REQUIRED TASKS
A – Answer these questions about the forum thread on the coolant temperature sensor:
(i) What part number is given for the connector repair kit?
(ii) What order total qualifies for free shipping?
(iii) How should the coolant level be set before the sensor is changed?
B – Pick up the forum thread on the coolant temperature sensor after its last line and continue it.

DOCUMENT SEGMENT
──────────

I looked at the CTS and when I pulled the wire plug, the plastic connector/plug was so brittle, it broke! I can still connect it but need to find another connector piece that can help in holding it in place since vibration may disconnect/disrupt it and not even sure if those things are sold. But have cleaned it up and will test it today.
As far as the coolant level switch cap, I can tell its not holding since it does not tighten up all the way...I can also see the O-ring it old and beat up so will try to fit a custom or try to buy if possible. If the CTS needs to be changed, is it a matter of unscrewing and switching or do I need to flash out the coolant fluid? thanks again
The connector repair kit can be purchased from AutohausAz, part# 1287013003, $8.26. If you need other bits and can make an order of $50.00 or more shipping is free.
You should drain some coolant out so the level is below that of the CTS, and you will probably need to bleed the system after your repair.
Mikem635csi
03-21-2012, 03:08 PM
thanks all for your feedbacks...

──────────

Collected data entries

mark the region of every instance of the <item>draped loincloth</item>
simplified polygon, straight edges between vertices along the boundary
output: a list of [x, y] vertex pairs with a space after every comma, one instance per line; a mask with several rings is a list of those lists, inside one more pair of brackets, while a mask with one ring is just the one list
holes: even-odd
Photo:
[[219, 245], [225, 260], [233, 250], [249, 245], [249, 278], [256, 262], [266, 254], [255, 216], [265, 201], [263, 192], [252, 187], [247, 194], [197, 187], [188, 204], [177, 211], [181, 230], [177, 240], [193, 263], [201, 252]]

──────────

RESPONSES BY ITEM NUMBER
A –
(i) 1287013003
(ii) $50.00 or more
(iii) Drain some coolant so the level is below that of the sensor.

B –
CW6er
03-21-2012, 11:54 PM
The AutoHuas kit is an OEM replacement but can be a bit fiddly. You can also get a replacement plug locally:
http://bigcoupe.com/phpBB2/viewtopic.php?p=116442#116442
http://bigcoupe.com/phpBB2/files/cts_pigtail_plug1_166.jpg
Mikem635csi
03-22-2012, 01:55 PM
quick update--
I cleaned the plug and connector with a brush last night and run the car for about 10 minutes..lo and behold, the temp gauge was working albeit sometimes jumping erratically. So it seems that I probably need to change the connector/plug at some time.
Regarding the connector pic, does it require splicing the wire etc or is it an adapter type of application? Hard to tell from the picture...thx
carsnplanes
03-22-2012, 02:13 PM
quick update--
I cleaned the plug and connector with a brush last night and run the car for about 10 minutes..lo and behold, the temp gauge was working albeit sometimes jumping erratically. So it seems that I probably need to change the connector/plug at some time.
Regarding the connector pic, does it require splicing the wire etc or is it an adapter type of application? Hard to tell from the picture...thx
Any new replacement plug will come with the plug and pigtails so you can splice them to your existing harness. Cut the wires as close to the old plug as possible so you don't lose too much of the original harness wire. If you're going to use butt splices, stagger the butt splice so that you don't have a mound of splice next to each other. If you will be soldering the wires, slip individual pieces of heat shrink over the wires first, then once soldered move it over the soldered repair and shrink it down.... and also a slightly larger heat shrink to slip over those two pieces. Basically each wire repair gets a heatshrink plus the whole area gets one such that you don't see the two soldered areas when done.